___ Passage shown ___
The return of cold temperatures boosts your reliance on home heating equipment every fall. If your furnace isn’t functioning correctly, it may develop into a fire hazard and endanger your family’s safety.
As stated by the National Fire Protection Association (NFPA), heating systems are a leading factor of home fires, leading to nearly 50,000 blazes, 500 civilian deaths and more than $1 billion in direct property damage every year. Space heaters and fireplaces start the majority of fires involving heating equipment, but central heaters, like furnaces, are responsible for about 12% of these blazes. Find out more about the most likely causes of furnace fires and how to avoid them.
Causes of Furnace Fires
Old furnaces are more exposed to safety problems since they may be configured differently and fall into disrepair over the years. Still, whether your furnace is more than a decade old or brand new, you should be familiar with these causes of furnace fires.
A furnace motor can overheat in several ways. Here are the biggest risks:
- A clogged filter can impede airflow and cause the motor to work harder. At some point, the motor might overheat, increasing the risk of fire.
- Dirt can collect around and insulate the motor, forcing it to hold heat, which can cause a fire.
- Exposed or corroded wiring can cause the voltage to get too high, increasing the likelihood of an electrical fire.
___
:: What you need to do ::
a – In the furnace fire text, what share of heating equipment fires do central heaters such as furnaces account for?
b – Continue the furnace fire text after its last sentence.
The material that comes next has no connection to the furnace fire text.
___ Data ___
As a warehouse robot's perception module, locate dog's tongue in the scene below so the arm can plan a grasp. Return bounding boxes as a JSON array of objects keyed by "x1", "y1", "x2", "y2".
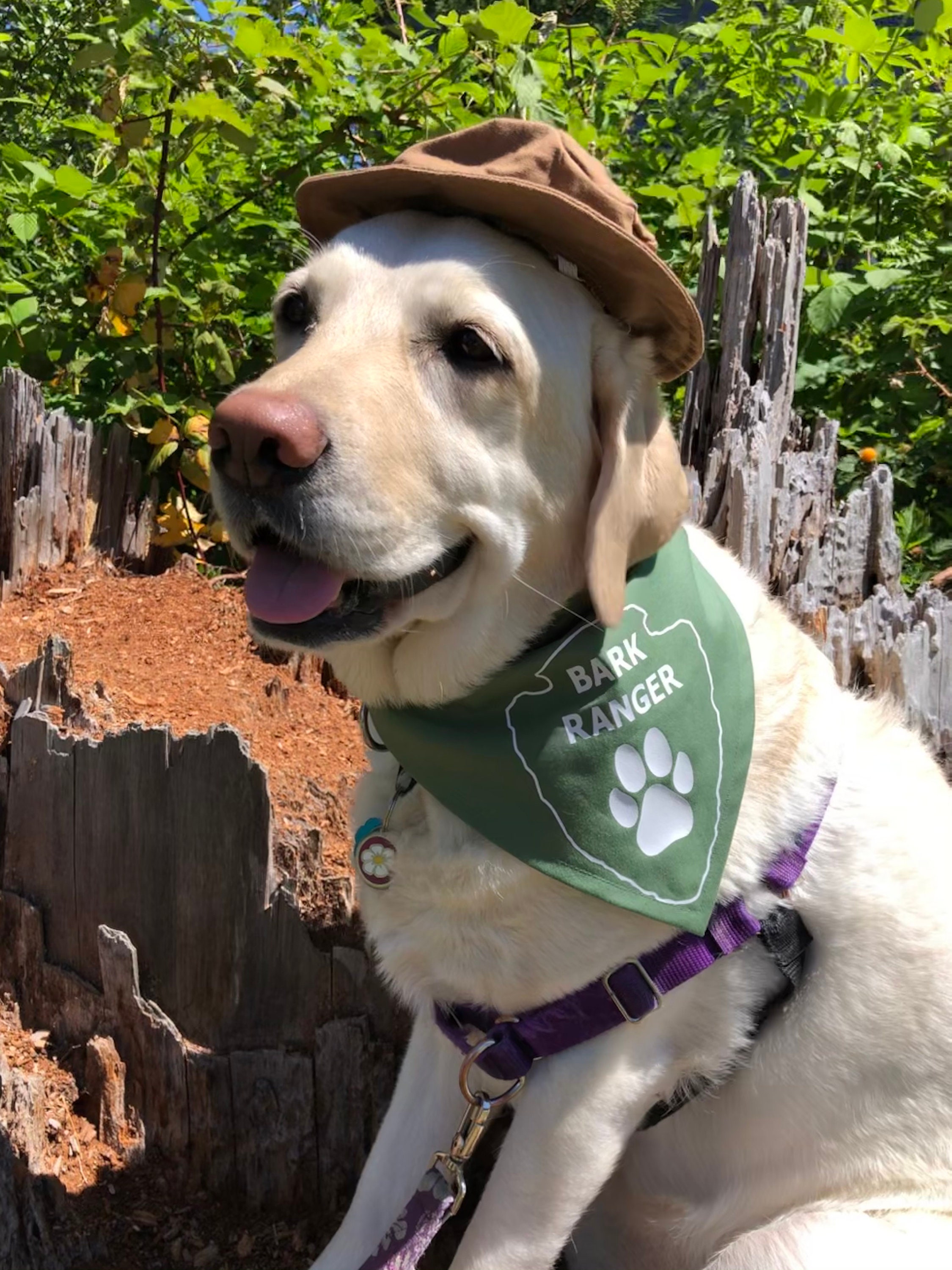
[{"x1": 245, "y1": 546, "x2": 345, "y2": 626}]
___
:: Answers to the problems ::
a – About 12%.

b –
- Overly tight or damaged motor bearings can heat up as the furnace runs. Without the proper lubrication, the bearings may eventually catch fire.
Clogged Furnace Flue
Yard waste, animal nests and other obstructions can block the furnace flue, restricting oxygen. This causes soot building up and weaker ventilation, lowering efficiency and raising the risk of flame rollout. Flame rollout is when fire gets out of the heat exchanger and burns the parts within your furnace. If this problem continues, your heating equipment can be severely damaged, and the fire could spread to areas outside the furnace.
Obstructed Heat Exchanger
The heat exchanger is a restricted combustion chamber where the heat generated by your furnace is moved to the air circulating within your home. A heat exchanger blocked with soot or corrosion has the same result as a blocked furnace flue—reduced performance and an increased risk of flame rollout.
Cracked Heat Exchanger
Various problems can take place if corrosion cracks the heat exchanger. First, it reduces suction within this chamber, resulting in less airflow and increased flame rollout. Second, it releases fumes, such as carbon monoxide, into your home. Breathing in CO gas can be deadly, so never dismiss your carbon monoxide alarms. CO gas can also flash back to the source of the leak and ignite if a flame is lit.
Inadequate Gas Pressure
Furnaces require a precise combination of natural gas and air to ensure safe and efficient combustion. Too little pressure is often the result of clogged burner orifices. This problem makes the burner flames more likely to roll out. It also produces unwanted condensation in the heat exchanger, increasing the rate of corrosion.
Conversely, high gas pressure can lead to excessive heat within the furnace, which can cause the soot inside the heat exchanger to combust. Such fires can easily spread to other areas.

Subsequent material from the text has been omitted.